WORK TO COMPLETE: From the entries below, print exactly the span beginning with the line holding "Where can the red" and ending with the line holding "Where can the guacamole", endpoints included, and skip any pictures.
-------- SUPPLIED DATA --------
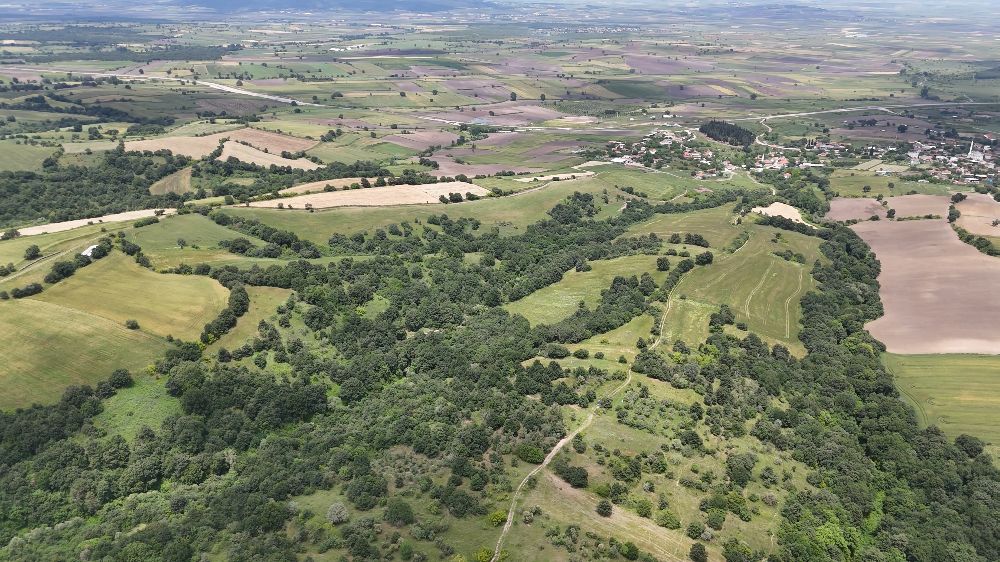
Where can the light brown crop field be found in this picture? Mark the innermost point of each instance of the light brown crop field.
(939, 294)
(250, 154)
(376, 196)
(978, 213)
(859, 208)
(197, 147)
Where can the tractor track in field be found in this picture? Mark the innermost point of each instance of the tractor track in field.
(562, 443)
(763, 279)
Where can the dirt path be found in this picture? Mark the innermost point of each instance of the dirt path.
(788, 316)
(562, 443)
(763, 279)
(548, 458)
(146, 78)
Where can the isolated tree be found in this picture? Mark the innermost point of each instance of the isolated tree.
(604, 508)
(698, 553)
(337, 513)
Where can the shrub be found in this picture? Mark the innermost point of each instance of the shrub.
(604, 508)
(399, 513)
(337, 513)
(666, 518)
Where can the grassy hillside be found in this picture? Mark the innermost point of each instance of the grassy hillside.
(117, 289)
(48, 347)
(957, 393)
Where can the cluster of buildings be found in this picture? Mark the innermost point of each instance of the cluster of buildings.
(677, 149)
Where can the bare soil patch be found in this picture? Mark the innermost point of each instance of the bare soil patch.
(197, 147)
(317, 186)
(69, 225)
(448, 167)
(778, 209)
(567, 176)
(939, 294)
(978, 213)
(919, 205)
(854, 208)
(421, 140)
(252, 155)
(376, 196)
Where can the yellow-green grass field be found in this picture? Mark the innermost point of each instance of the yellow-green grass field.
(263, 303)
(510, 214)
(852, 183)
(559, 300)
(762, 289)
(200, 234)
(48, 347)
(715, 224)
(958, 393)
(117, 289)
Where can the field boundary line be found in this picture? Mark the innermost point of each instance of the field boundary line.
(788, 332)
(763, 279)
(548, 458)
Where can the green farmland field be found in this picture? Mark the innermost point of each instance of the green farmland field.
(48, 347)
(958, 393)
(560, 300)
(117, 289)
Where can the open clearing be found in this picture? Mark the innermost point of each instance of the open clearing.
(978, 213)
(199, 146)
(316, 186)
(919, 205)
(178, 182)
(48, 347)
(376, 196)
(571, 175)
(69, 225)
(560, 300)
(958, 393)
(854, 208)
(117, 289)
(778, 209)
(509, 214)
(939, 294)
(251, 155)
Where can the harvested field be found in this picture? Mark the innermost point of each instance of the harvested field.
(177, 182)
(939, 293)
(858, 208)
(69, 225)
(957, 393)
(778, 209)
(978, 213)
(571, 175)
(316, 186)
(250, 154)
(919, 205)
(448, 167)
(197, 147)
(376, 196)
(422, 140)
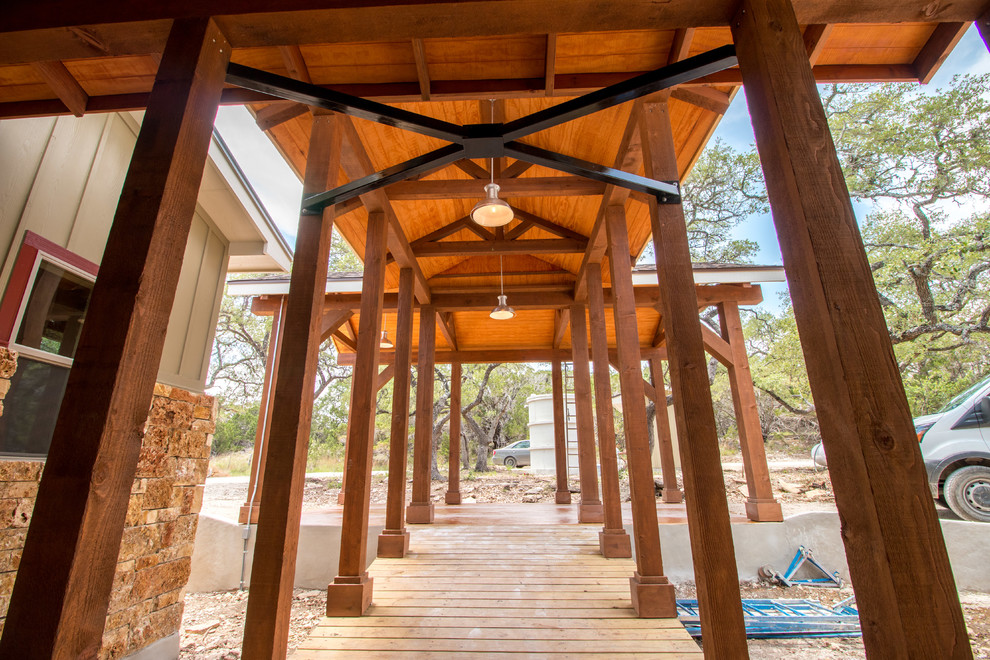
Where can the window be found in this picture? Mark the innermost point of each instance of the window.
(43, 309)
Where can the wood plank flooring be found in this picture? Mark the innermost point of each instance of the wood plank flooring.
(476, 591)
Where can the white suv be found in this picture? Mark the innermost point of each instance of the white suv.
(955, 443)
--------
-------- SUPPLIED DATA --------
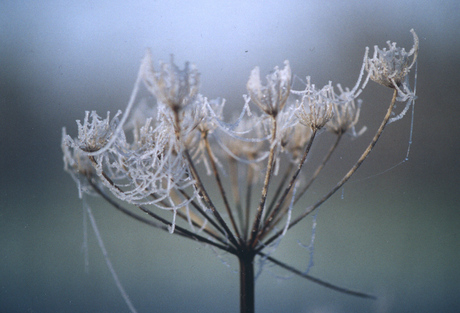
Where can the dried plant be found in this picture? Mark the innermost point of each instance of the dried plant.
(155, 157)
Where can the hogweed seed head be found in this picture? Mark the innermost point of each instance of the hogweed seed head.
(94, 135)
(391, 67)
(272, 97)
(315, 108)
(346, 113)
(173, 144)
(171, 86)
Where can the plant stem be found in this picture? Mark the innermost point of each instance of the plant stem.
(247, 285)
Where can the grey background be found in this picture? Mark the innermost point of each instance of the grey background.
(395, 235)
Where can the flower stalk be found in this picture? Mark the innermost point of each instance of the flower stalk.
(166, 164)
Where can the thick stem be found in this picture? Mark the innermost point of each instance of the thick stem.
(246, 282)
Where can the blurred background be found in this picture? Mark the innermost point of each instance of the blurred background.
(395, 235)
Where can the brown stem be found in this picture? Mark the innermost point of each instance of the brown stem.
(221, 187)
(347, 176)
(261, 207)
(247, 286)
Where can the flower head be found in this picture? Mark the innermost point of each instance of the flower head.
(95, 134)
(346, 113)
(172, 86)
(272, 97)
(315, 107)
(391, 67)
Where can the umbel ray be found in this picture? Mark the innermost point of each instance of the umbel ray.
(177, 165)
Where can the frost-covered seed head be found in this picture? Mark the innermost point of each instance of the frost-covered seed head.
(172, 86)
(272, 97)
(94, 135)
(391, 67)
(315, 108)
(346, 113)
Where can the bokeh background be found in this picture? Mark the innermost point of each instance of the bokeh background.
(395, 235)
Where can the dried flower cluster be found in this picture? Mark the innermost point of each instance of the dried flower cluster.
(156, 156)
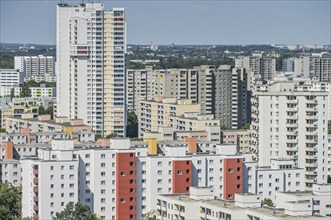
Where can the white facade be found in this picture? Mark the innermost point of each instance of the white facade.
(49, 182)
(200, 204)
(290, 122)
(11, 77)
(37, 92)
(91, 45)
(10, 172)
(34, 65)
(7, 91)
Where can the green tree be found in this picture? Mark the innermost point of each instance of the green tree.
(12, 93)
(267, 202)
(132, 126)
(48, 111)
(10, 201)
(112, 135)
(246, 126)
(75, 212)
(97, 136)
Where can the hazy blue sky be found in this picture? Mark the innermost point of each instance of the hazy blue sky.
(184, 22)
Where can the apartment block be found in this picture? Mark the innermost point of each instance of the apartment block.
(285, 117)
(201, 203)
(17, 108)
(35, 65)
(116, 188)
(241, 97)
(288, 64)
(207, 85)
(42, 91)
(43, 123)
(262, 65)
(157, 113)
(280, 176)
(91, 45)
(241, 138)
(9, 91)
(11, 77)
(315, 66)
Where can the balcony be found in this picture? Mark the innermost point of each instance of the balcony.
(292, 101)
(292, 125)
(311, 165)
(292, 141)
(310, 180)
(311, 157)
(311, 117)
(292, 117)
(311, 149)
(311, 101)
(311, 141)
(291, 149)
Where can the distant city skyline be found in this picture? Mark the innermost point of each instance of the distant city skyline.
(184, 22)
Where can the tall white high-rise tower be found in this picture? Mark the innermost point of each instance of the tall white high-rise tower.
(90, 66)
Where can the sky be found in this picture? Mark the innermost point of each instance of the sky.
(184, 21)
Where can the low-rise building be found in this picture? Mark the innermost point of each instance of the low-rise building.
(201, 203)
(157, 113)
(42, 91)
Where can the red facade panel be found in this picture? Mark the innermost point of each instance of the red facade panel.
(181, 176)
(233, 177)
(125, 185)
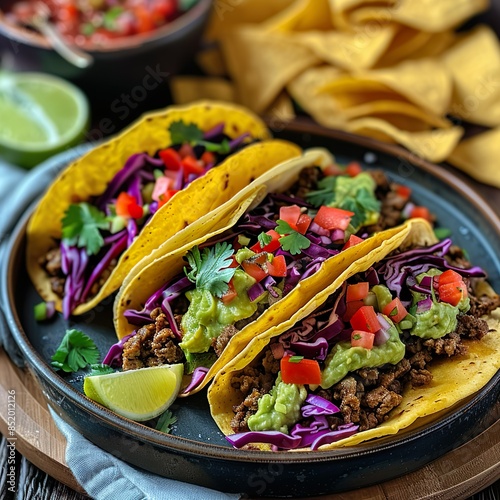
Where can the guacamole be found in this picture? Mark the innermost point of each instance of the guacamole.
--------
RESPONSE BELOW:
Where can the red facade panel be found in this picture? Mark the innermost point of each instance of the red facade panel.
(181, 176)
(233, 177)
(125, 185)
Where can the guacamole be found in this picture? Mark the innermost point of each instance of the guacamole.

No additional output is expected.